• Material provided
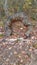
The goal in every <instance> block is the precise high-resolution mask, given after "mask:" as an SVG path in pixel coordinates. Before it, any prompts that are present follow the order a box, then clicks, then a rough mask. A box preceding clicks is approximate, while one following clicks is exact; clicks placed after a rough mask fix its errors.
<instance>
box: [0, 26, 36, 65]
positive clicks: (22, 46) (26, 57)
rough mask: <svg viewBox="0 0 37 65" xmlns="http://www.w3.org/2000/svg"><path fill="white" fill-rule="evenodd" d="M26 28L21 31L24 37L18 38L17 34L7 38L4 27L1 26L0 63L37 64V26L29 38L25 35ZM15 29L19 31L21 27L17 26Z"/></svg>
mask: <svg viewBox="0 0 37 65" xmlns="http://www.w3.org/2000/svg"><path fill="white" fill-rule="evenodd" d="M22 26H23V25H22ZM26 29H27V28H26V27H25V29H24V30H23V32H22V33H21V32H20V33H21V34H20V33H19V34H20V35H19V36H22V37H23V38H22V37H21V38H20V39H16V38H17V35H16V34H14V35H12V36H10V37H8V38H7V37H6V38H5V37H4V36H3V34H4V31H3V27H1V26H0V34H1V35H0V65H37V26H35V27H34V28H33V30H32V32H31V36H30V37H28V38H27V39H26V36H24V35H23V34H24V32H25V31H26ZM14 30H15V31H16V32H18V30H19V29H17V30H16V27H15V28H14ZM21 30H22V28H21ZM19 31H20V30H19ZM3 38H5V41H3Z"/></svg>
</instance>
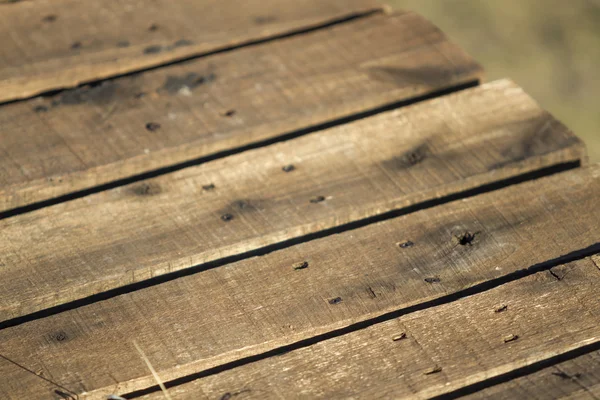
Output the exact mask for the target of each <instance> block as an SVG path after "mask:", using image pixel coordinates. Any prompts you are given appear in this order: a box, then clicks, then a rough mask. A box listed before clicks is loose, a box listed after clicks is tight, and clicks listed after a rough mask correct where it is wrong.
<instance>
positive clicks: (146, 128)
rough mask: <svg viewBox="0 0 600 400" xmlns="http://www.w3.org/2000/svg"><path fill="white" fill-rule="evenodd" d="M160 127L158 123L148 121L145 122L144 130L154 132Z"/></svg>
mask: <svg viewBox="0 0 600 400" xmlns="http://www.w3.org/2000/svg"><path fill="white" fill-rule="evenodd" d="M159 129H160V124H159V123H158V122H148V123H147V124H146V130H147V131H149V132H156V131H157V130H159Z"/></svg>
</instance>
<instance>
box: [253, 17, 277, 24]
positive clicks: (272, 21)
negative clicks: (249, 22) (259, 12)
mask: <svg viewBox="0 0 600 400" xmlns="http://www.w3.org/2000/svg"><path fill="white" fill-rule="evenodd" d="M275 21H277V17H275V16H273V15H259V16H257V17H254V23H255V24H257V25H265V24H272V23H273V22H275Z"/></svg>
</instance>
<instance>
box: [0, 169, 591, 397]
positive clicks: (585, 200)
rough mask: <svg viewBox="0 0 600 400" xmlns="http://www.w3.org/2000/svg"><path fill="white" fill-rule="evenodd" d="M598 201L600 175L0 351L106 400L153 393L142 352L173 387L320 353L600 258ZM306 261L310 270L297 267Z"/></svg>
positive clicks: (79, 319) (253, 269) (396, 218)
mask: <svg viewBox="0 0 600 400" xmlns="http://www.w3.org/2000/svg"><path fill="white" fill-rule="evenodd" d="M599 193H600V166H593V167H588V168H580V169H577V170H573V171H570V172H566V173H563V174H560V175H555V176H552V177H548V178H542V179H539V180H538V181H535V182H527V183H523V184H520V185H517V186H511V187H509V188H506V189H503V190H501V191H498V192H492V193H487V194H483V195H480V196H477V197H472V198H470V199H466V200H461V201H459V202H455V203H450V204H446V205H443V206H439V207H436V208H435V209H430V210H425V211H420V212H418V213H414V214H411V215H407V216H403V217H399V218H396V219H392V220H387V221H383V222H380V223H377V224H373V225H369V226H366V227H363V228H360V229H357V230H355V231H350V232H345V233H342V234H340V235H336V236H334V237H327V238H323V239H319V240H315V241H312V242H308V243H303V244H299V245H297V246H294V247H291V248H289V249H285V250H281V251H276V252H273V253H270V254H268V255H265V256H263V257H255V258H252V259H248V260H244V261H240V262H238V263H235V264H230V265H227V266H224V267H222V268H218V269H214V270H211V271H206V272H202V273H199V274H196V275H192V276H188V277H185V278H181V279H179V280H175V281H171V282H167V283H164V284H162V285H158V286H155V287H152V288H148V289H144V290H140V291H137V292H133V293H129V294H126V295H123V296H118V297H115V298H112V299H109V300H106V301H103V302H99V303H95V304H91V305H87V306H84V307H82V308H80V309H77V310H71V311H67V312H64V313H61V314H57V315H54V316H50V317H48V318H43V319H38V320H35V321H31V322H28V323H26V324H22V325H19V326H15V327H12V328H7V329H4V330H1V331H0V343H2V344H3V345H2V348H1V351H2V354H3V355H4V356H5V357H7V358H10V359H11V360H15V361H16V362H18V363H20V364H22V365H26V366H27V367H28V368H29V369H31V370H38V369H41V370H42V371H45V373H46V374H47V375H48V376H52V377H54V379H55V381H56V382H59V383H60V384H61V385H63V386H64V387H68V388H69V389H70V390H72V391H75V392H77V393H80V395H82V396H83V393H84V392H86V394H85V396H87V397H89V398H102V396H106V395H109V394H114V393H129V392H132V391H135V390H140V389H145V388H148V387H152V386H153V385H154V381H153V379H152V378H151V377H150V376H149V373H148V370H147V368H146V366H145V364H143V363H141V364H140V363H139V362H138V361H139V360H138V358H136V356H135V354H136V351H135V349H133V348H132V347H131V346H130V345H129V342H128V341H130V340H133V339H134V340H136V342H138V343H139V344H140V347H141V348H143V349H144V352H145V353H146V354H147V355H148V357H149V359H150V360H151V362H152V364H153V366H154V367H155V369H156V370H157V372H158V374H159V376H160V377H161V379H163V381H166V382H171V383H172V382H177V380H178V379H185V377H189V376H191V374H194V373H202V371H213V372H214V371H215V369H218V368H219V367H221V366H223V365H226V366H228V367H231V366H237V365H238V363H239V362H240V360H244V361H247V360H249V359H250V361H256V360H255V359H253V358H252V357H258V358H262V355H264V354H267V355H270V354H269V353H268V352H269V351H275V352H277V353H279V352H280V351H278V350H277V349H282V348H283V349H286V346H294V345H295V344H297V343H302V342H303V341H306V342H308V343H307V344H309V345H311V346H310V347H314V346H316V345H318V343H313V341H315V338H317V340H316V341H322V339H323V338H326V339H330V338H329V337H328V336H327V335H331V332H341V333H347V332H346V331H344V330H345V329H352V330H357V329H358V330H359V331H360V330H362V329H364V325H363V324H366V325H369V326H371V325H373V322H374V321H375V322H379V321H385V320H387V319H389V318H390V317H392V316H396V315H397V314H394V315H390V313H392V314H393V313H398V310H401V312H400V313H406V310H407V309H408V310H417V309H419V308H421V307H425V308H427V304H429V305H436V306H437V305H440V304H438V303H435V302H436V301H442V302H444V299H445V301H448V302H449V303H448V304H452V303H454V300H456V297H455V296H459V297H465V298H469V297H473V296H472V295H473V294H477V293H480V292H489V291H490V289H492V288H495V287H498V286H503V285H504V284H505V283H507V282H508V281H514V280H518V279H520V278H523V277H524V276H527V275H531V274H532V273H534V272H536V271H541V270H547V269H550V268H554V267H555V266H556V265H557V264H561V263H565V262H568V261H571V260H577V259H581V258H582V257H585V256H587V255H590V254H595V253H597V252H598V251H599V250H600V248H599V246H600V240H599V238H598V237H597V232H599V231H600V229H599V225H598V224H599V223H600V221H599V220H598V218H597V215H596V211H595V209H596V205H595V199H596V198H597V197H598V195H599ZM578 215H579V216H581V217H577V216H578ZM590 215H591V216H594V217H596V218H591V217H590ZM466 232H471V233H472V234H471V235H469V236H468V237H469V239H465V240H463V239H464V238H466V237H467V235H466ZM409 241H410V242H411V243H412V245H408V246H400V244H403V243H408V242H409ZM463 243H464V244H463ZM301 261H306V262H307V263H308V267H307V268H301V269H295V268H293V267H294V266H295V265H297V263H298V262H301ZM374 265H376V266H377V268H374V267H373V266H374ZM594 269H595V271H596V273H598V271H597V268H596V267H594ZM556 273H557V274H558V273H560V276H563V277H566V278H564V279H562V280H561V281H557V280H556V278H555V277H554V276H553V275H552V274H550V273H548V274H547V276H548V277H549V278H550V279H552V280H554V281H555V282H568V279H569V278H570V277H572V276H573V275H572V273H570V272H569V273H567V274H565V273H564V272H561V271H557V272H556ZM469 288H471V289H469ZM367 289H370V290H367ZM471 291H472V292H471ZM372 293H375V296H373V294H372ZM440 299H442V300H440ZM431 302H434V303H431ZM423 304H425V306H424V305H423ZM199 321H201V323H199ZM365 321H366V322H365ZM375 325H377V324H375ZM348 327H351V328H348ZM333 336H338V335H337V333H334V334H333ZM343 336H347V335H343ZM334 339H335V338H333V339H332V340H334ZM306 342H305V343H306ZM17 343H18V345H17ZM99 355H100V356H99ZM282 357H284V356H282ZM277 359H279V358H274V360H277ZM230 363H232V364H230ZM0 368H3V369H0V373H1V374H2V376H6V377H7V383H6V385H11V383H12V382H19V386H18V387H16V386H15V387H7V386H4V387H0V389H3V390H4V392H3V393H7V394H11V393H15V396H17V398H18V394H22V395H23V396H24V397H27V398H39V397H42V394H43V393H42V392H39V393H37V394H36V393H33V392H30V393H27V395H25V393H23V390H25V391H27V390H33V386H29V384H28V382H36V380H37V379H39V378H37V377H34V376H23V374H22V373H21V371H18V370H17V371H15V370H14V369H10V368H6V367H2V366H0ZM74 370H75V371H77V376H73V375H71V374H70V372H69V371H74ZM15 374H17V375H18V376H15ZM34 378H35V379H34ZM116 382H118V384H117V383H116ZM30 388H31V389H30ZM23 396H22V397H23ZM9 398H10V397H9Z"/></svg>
---
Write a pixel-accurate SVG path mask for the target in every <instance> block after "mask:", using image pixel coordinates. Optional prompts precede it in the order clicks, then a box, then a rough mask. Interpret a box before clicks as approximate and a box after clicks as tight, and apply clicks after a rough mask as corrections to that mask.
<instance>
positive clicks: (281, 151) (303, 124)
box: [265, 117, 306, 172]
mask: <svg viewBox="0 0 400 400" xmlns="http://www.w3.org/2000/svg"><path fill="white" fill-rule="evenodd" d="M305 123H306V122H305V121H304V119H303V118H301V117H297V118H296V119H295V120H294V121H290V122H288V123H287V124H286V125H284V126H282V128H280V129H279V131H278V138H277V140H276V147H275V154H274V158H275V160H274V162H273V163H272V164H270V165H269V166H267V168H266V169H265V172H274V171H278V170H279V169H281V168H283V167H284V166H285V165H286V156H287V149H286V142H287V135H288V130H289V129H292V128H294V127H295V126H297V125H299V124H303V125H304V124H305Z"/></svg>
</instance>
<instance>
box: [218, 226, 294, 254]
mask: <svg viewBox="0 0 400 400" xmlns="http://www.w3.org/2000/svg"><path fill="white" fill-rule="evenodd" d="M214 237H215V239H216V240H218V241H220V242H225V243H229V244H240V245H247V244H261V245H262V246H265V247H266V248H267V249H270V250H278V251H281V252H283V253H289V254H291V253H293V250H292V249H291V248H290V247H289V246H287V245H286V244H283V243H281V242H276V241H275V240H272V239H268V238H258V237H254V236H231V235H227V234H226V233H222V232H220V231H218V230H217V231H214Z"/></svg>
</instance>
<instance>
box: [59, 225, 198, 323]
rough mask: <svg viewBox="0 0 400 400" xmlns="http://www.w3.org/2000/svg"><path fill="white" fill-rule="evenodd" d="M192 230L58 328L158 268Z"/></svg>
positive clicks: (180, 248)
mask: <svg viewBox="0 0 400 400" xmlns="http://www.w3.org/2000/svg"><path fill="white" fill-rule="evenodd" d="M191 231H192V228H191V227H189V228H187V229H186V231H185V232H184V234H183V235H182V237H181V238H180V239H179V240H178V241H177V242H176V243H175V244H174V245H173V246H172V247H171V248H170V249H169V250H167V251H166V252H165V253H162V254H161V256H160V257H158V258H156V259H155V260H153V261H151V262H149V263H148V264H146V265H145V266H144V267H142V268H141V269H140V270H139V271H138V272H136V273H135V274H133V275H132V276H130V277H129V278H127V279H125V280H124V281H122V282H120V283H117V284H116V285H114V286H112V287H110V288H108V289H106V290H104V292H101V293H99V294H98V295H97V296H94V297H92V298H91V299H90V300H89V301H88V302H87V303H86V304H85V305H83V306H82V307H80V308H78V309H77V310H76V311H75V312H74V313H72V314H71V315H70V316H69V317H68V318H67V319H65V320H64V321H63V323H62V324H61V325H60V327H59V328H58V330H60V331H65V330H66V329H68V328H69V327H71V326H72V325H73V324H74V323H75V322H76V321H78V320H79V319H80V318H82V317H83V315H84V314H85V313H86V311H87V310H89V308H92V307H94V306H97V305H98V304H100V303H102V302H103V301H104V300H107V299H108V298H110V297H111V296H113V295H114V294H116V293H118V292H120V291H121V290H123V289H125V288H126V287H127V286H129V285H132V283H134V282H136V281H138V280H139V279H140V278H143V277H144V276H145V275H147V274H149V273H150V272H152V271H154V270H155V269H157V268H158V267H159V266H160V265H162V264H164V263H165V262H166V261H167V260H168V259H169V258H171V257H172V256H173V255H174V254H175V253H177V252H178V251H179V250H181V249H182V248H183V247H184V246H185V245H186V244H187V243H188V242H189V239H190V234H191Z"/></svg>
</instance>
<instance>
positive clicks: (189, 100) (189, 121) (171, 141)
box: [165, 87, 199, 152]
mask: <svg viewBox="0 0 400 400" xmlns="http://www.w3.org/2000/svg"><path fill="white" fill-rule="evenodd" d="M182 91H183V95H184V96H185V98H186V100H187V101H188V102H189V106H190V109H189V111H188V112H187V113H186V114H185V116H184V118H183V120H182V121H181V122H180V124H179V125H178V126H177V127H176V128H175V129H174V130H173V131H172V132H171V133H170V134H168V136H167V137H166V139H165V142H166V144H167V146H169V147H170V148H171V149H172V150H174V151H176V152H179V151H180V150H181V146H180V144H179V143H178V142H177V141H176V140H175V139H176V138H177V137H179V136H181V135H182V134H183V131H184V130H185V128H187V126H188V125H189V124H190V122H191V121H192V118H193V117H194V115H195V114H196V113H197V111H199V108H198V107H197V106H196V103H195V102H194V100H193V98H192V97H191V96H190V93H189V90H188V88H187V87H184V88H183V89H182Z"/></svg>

• Aim of the task
Start with the line above containing "The goal in" and end with the line containing "positive clicks: (146, 128)". Set down that stretch exactly, without any pictures.

• Written reply
The goal in every <instance> block is the precise high-resolution mask, given after "mask:" as an SVG path in pixel coordinates. Before it, any prompts that are present follow the order a box, then clicks, then a rough mask. A box preceding clicks is approximate, while one following clicks is exact; clicks placed after a rough mask fix its errors.
<instance>
box: [0, 26, 36, 65]
positive clicks: (22, 46) (26, 57)
rough mask: <svg viewBox="0 0 37 65" xmlns="http://www.w3.org/2000/svg"><path fill="white" fill-rule="evenodd" d="M26 28L21 31L24 37L18 38L17 34L7 38L4 27L1 26L0 63L37 64V26L29 38L25 35ZM15 29L19 31L21 27L17 26Z"/></svg>
mask: <svg viewBox="0 0 37 65" xmlns="http://www.w3.org/2000/svg"><path fill="white" fill-rule="evenodd" d="M22 26H23V25H22ZM26 29H27V28H26V27H25V29H24V30H23V32H22V33H21V32H20V33H21V34H20V33H19V34H20V35H19V36H22V37H23V38H22V37H21V38H20V39H16V38H17V35H16V34H14V35H12V36H10V37H8V38H7V37H6V38H5V37H4V36H3V34H4V31H3V27H1V26H0V34H1V35H0V65H37V26H35V27H34V28H33V30H32V32H31V36H30V37H28V38H27V39H26V36H24V35H23V34H24V32H25V31H26ZM14 30H15V31H16V32H18V30H19V29H17V30H16V27H15V28H14ZM21 30H22V28H21ZM19 31H20V30H19ZM3 38H5V41H3Z"/></svg>
</instance>
Output the exact mask for the target of each <instance> block as an SVG path after "mask:", using image pixel coordinates. Any prompts you are given appear in this order: a box, then clicks, then a rough mask. A box listed before clicks is loose, a box listed after clicks is tight, and clicks listed after a rough mask correct where it is wrong.
<instance>
positive clicks: (146, 128)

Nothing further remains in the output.